━━━━━ Extracted material

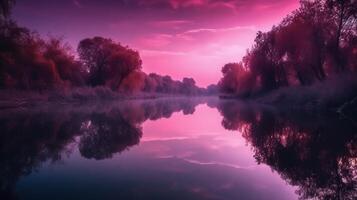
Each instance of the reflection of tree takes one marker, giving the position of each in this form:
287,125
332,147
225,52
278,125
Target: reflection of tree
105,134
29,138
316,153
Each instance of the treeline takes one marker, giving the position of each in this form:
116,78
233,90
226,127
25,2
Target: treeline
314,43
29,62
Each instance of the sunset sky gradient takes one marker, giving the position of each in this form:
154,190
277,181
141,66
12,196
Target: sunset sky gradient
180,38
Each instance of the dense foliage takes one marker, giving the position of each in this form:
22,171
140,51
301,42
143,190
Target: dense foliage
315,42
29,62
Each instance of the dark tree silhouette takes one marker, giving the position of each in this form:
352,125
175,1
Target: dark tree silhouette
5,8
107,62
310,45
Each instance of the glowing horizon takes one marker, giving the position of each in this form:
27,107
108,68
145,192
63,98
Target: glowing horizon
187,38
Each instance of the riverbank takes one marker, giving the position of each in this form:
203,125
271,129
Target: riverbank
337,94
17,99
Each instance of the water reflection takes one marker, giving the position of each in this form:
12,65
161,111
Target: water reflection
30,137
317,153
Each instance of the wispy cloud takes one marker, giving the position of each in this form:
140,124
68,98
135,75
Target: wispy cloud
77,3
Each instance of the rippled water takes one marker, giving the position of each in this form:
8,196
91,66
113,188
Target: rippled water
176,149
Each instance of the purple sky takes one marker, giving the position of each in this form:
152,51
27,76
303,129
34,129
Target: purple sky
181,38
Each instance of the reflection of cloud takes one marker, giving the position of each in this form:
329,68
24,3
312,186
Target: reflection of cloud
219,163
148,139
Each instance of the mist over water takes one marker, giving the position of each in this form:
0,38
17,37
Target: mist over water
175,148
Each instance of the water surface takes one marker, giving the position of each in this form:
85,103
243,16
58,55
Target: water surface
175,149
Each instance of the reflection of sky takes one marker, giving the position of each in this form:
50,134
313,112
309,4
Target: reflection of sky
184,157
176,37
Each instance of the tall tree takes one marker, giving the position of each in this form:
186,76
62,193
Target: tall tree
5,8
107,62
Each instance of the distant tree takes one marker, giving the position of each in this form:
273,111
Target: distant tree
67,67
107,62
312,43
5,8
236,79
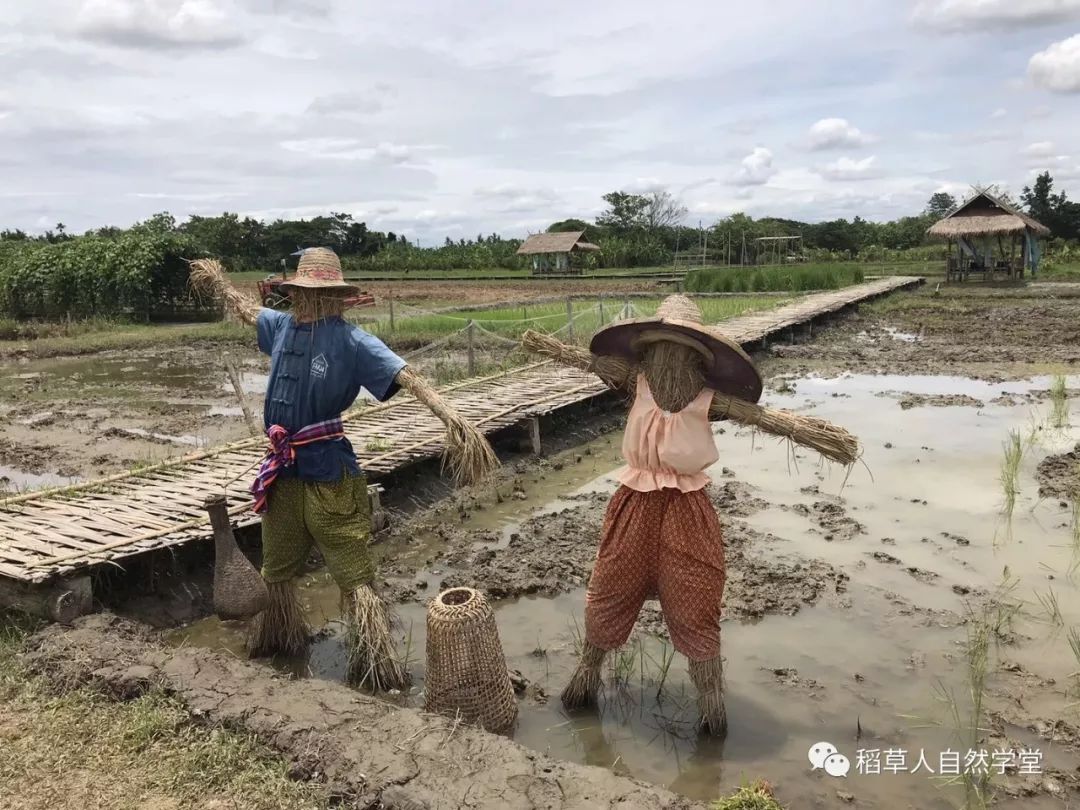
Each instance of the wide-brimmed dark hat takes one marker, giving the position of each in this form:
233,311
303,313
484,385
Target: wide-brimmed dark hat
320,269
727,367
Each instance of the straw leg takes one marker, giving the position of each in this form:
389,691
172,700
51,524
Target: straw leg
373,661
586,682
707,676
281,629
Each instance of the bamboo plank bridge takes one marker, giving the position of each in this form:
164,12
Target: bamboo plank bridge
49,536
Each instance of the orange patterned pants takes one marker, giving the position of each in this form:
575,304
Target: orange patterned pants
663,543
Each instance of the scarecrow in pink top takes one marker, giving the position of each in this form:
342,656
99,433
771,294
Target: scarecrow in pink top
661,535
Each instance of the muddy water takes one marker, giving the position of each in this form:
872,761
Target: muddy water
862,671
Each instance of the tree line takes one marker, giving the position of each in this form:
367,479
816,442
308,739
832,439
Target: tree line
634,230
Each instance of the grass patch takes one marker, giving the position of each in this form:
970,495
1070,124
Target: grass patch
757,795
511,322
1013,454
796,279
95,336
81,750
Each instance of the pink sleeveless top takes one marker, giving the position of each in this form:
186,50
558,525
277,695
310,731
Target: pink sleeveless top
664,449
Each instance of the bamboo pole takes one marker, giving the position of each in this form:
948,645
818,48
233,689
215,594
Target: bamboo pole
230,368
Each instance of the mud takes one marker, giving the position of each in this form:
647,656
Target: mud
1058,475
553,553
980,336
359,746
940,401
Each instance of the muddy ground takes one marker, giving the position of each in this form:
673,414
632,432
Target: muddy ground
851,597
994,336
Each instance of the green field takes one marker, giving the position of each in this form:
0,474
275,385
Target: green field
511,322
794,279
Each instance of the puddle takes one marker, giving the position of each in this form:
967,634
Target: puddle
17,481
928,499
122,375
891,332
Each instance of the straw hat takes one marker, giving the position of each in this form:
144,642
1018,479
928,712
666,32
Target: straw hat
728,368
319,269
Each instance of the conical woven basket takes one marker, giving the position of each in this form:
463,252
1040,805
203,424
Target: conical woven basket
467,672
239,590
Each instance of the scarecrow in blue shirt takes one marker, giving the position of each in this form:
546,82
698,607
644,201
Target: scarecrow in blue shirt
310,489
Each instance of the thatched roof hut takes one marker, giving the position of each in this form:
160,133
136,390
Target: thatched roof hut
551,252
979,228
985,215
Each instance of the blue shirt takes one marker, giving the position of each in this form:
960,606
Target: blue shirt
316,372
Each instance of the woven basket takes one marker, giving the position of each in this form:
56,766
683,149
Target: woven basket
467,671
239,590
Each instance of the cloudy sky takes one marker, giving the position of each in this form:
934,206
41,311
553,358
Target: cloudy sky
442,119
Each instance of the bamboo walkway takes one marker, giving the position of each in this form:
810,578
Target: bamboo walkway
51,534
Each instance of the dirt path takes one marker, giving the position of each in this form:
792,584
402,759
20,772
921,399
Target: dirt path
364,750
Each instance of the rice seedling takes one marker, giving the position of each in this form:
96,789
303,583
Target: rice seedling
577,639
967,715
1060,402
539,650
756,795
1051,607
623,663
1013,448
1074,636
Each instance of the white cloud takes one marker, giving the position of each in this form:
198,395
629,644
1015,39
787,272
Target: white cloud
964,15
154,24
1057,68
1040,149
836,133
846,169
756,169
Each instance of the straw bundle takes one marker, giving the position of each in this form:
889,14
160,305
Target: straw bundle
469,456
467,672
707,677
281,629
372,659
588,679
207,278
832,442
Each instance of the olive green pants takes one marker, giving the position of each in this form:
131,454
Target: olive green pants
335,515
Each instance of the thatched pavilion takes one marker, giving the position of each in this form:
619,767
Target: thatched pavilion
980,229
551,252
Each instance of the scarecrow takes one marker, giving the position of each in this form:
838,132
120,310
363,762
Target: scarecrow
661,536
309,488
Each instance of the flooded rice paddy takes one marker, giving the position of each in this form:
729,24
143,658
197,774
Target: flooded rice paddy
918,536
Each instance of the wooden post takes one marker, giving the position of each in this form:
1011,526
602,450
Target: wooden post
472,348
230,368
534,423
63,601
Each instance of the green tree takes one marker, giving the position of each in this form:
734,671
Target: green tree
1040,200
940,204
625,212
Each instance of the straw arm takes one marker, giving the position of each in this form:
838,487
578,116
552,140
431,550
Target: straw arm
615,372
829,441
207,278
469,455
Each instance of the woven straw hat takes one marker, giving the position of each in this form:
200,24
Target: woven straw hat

━━━━━━━━━━

# Exercise directions
Print every entry above again without changing a word, and omit the pictures.

# Finished answer
Each instance of the reflection of tree takes one marker, giving the position of each in this form:
287,125
332,147
225,52
278,125
Target: reflection of tree
105,134
29,138
316,153
Each instance of the treeline takes one marker, giving the position of each in this form:
116,78
233,90
226,127
25,2
Target: treeline
314,43
29,62
Each instance of the sunset sky gradient takes one marker, giving the position of each in this form:
154,190
277,181
141,66
12,196
Target: sunset sky gradient
180,38
Each instance of the dense foliage takes one marker, giving the position of each in this form:
22,171
140,51
301,42
143,190
Target: dense foliage
315,42
29,62
Each instance of the dark tree silhouette takes one marker, giving the position of each in this form:
352,125
175,1
Target: dark tree silhouette
5,8
107,62
310,45
Each instance of the glowing horizon takes one marker, giving the position of each in this form:
27,107
108,68
145,192
63,98
Target: glowing horizon
187,38
Each instance of the riverbank takes one marker, giving the position of each in this form:
203,125
271,129
Target: riverbank
337,94
17,99
Each instance of the water reflection takes one marker, giving the position of each in this form:
12,65
161,111
Target: water reflection
30,137
317,153
Each instance of the wispy cloud takes one marker, giving the position of each in this form:
140,124
68,98
135,75
Target: wispy cloud
77,3
Each instance of the rippled water takes one marker, giving the position of each in this form:
8,196
91,66
113,188
Target: rippled water
176,149
Each instance of the purple sky takes one marker, giving the position of each in this form:
152,51
27,76
303,129
34,129
Target: purple sky
181,38
Each instance of the reflection of cloud takes one marker, giving the position of each in this form:
329,68
24,3
312,186
Target: reflection of cloud
219,163
148,139
Each instance of the mist over water takes one marker, giving the position of each in this form:
0,38
17,37
Target: mist over water
175,148
Each instance of the water surface takes one marker, giving the position of each in this form:
85,103
243,16
58,55
Target: water surface
175,149
Each instance of the reflection of sky takes one marker, giving the position of each in this form:
50,134
313,112
309,4
Target: reflection of sky
184,157
176,37
Each instance of the tall tree takes one marker, giving the position of each in this form:
186,76
62,193
Target: tall tree
5,8
107,62
Each instance of the distant tree takes one marker, giving the position of each in this form:
273,111
Target: distant tree
67,67
107,62
312,43
5,8
236,79
Each instance of the wide-brimmed dark hat takes one marker, giving the position of each in this form:
233,311
303,313
484,385
Target: wide-brimmed dark hat
320,269
727,367
Each instance of the straw leg takes one marker, giving the position of each in this form:
389,691
172,700
51,524
Target: straw leg
373,661
586,682
707,676
281,629
Each instance of the bamboo plank bridge takes one marker, giving the position of each in this form:
164,12
Target: bamboo plank bridge
49,536
Each instance of the orange patterned pants takes one marker, giving the position of each in this form:
575,304
Target: orange patterned pants
663,543
Each instance of the scarecrow in pink top takes one marker, giving the position of each in this form:
342,656
99,433
771,294
Target: scarecrow in pink top
661,535
Each instance of the muddy water takes one marker, giving the position of each in this form:
872,761
Target: muddy water
862,671
Each instance of the tree line takes one marker, giving the position of each in this form:
367,479
816,442
308,739
832,439
Target: tree line
634,230
Each instance of the grass patch takes one marker, giving the position of each in this form:
970,495
1070,124
Target: grass patch
757,795
511,322
1013,454
796,279
95,336
81,750
Each instance of the pink sleeveless top takes one marker, giving the position of each in this form:
186,50
558,525
277,695
310,731
Target: pink sleeveless top
664,449
Each instance of the bamboo pole takes one marker, giving the position of each in this form:
948,645
818,48
233,689
215,594
Target: bamboo pole
230,368
Each instance of the mud takes one marker, giving the position of each in this form:
647,656
Target: mud
1058,475
553,553
980,336
359,746
940,401
Each instance of the muddy ground takes one marker, giving the position of each in this form:
673,414
632,432
Target: muddy ground
851,597
994,336
Each instance of the green field takes one marker, giving the position of each in this form:
0,474
275,385
Target: green field
511,322
794,279
Each instance of the puddle takes one marker, giving the position of each in this form:
967,634
Target: puddle
17,481
928,499
122,375
891,332
Each instance of the straw hat takes one marker, giving the position of each in this form:
144,642
1018,479
928,712
666,32
Target: straw hat
728,368
319,269
Each instance of the conical woven basket takes one marker, giving the position of each in this form:
463,252
1040,805
203,424
Target: conical woven basket
467,672
239,590
Each instance of the scarecrow in blue shirt takes one marker, giving the position of each in this form:
546,82
698,607
644,201
Target: scarecrow in blue shirt
310,489
Each instance of the thatched roof hut takes one marker, giving the position of each in this form:
160,133
136,390
Target: thatched roof hut
551,252
979,228
985,215
Each instance of the blue shirt takes one marker, giving the position of each in this form:
960,606
Target: blue shirt
316,372
Each instance of the woven basket takes one marker, giving the position of each in this form:
56,766
683,149
Target: woven basket
467,671
239,590
Each instance of the cloudy sky takes one marker, giving the position of each in this form:
934,206
41,311
553,358
Target: cloudy sky
442,119
Each instance of the bamboo walkway takes one marker, giving the position of each in this form:
810,578
Target: bamboo walkway
51,534
Each instance of the dirt path takes one marker, giving the position of each in this form:
792,584
402,759
20,772
921,399
Target: dirt path
364,750
Each instance of the rice seedling takes one marker, giving the position of each in this form:
96,789
303,583
Target: rice seedling
577,639
967,715
1060,402
539,650
756,795
1051,607
623,663
1013,448
1074,636
Each instance of the white cloud takes one marker, giving the position of each in this form:
198,395
629,644
1015,39
787,272
Target: white cloud
964,15
154,24
1057,68
1040,149
836,133
846,169
756,169
Each instance of the straw bundle takes one marker, giving the position of each in this form:
889,14
160,305
Target: straw bundle
469,456
467,672
707,677
281,629
372,659
588,679
207,278
832,442
Each instance of the olive green pants takes one marker, giving the position of each in this form:
131,454
Target: olive green pants
335,515
Each instance of the thatched pavilion takes one marker, giving the position of each in this form:
619,767
Target: thatched pavilion
980,229
551,252
Each instance of the scarecrow takes one marker, giving the position of each in this form:
838,132
120,310
363,762
Target: scarecrow
661,536
309,488
Each instance of the flooded rice paddy takes one marker, giving the position of each in this form:
729,24
143,658
197,774
Target: flooded rice paddy
918,536
Each instance of the wooden post takes one marker, giving the position of each in this form:
1011,526
602,450
Target: wooden post
472,348
230,368
534,423
63,601
Each instance of the green tree takes one marker, giving the position of each in this form:
734,671
Target: green tree
1040,200
940,204
625,212
Each instance of the straw arm takes one marker, giving the position of each in this form:
838,487
578,116
552,140
431,550
Target: straw arm
615,372
829,441
207,278
469,455
Each instance of the woven straw hat takes one marker, giving the position of each in this form:
200,24
Target: woven straw hat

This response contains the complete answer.